▶ _How to complete this task_
Go through the records and tally the lines that include the word "below". The answer is that total alone.

▶ _Data extract_

########################################

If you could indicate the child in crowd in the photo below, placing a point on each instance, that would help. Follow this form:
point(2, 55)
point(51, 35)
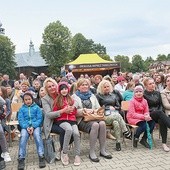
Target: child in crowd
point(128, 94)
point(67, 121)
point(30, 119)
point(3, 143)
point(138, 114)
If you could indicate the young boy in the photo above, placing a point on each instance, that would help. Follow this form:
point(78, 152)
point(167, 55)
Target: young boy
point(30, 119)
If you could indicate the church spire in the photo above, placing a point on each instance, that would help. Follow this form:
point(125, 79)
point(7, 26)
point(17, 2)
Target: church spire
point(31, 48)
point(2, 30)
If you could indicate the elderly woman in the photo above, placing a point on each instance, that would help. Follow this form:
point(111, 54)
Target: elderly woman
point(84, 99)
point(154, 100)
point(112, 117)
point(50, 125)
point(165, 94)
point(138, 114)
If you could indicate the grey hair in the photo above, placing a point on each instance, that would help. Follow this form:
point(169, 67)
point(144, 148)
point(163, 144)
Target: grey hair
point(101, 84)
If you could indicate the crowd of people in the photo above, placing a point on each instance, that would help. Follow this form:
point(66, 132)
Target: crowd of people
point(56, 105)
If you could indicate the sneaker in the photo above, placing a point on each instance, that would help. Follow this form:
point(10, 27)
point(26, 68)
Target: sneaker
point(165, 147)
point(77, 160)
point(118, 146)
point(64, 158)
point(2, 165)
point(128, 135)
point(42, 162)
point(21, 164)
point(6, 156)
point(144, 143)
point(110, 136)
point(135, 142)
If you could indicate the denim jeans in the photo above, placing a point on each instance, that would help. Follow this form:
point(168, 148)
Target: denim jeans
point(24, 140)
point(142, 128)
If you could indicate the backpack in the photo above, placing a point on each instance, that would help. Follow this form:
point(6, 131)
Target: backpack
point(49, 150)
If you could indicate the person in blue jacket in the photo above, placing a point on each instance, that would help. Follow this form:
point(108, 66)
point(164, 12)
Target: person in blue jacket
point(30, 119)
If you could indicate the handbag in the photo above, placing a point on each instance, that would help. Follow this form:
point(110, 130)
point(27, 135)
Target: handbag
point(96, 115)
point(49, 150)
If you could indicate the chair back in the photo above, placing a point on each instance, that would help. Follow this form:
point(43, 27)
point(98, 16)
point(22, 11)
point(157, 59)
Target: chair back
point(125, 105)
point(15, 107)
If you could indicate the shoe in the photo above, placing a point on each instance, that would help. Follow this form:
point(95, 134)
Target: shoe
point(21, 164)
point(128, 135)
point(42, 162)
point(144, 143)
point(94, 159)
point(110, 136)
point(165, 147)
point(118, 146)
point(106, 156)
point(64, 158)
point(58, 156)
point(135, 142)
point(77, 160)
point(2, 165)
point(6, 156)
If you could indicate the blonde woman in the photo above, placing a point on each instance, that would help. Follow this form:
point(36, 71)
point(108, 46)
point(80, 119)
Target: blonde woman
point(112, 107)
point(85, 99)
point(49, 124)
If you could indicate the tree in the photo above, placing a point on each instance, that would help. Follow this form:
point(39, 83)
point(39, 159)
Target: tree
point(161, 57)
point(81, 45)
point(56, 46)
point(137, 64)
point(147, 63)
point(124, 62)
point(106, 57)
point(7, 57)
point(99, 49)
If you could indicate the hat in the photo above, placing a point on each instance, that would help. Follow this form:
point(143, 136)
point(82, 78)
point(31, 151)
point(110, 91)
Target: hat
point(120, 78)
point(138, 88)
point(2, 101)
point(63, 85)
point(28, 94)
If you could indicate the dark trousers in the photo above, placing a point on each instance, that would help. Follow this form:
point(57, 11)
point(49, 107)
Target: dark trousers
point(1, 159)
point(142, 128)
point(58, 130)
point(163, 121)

########################################

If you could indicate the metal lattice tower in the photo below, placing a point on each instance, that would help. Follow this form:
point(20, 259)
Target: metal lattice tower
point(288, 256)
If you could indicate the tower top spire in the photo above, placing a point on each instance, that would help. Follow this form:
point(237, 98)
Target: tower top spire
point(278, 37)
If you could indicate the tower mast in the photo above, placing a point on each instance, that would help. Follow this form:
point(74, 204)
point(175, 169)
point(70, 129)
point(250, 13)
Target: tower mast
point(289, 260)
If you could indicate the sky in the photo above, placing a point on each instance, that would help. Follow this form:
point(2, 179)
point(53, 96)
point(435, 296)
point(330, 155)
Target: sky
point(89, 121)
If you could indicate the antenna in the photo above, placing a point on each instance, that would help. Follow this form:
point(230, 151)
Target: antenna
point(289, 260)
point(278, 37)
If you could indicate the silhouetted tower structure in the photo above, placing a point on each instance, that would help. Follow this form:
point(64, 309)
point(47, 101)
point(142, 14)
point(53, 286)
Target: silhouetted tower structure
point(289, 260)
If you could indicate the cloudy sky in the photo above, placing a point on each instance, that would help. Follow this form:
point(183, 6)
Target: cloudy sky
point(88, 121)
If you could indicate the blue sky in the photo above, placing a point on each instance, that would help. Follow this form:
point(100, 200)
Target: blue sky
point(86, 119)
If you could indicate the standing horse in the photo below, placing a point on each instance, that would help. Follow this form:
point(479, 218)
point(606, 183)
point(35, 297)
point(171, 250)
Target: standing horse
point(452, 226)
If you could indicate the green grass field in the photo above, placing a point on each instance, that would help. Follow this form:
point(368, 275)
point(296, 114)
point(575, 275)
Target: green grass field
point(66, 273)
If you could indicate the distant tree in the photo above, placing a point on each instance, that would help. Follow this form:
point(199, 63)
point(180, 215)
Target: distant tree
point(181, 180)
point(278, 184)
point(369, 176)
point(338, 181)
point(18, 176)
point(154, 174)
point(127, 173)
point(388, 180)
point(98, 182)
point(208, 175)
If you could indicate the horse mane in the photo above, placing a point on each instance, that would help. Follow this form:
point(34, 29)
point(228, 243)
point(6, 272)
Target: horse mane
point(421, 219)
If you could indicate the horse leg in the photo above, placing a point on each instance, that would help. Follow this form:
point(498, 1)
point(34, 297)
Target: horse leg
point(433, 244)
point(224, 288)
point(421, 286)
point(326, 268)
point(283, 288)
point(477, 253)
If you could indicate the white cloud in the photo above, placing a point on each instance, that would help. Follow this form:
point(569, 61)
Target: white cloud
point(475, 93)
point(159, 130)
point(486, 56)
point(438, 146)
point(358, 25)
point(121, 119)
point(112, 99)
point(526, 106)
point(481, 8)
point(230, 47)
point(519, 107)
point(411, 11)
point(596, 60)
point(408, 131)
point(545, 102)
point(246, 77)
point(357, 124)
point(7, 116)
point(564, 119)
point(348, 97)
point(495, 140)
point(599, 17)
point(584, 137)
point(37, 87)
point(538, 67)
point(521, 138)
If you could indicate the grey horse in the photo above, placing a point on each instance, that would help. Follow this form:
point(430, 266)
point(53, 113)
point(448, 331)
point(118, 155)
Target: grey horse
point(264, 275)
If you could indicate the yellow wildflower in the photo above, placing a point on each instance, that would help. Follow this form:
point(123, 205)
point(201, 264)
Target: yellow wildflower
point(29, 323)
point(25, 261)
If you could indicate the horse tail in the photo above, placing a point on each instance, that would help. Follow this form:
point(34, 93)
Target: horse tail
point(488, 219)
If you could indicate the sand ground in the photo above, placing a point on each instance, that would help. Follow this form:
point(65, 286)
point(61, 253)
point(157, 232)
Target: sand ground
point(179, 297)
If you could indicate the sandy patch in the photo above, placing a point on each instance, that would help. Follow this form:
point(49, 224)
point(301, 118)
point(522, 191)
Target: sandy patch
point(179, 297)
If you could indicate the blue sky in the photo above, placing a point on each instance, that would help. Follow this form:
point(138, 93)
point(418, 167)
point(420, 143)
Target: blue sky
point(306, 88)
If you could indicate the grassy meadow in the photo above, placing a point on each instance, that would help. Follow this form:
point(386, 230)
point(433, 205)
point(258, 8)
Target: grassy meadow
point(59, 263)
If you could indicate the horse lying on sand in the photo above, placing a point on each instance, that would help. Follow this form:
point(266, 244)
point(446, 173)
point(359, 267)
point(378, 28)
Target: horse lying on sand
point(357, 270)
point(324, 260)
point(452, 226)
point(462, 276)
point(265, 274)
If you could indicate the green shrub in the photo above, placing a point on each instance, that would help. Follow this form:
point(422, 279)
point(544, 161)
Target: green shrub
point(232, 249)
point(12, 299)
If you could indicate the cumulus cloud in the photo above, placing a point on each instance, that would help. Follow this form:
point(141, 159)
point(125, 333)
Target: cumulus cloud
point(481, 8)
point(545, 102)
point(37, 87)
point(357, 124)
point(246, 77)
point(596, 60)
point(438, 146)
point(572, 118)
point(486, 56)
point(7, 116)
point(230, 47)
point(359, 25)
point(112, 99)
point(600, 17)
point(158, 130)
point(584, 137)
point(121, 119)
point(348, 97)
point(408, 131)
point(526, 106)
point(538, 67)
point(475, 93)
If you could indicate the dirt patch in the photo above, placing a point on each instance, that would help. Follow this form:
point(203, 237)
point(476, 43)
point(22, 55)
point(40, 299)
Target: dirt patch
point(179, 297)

########################################

▶ _Exercise result_
3